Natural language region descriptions
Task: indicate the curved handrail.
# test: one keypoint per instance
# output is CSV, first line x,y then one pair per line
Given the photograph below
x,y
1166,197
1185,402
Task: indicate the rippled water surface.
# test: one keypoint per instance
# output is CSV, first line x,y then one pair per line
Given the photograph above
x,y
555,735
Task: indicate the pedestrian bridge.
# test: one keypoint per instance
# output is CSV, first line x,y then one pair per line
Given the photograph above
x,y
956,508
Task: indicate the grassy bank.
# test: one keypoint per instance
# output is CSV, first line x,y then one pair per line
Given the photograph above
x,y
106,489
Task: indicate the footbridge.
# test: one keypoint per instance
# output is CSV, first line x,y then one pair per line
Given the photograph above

WHAT THE EXERCISE ASKS: Each entry should be written out again exactly, with no word left out.

RESULT FOR THIS EXERCISE:
Task: indicate the curved handrail.
# test: one keypoint per instance
# output is CSV, first line x,y then one pair per line
Given the photograph below
x,y
1166,197
1185,402
Task: indicate the rippled water surface.
# test: one keypoint per instance
# output is CSV, first line x,y then one pair per line
Given the photograph above
x,y
555,735
Task: indicate the pedestrian bridge.
# test: one keypoint per instance
# output is CSV, first line x,y then one pair per line
Given the photograph above
x,y
956,508
Task: indicate the grassy bank.
# test: one keypoint per instance
# output is CSV, first line x,y then one pair per line
Given the photograph above
x,y
106,489
Task: indicate the footbridge.
# test: one keypoint per instance
# output is CSV, first line x,y then one pair per line
Given the photograph above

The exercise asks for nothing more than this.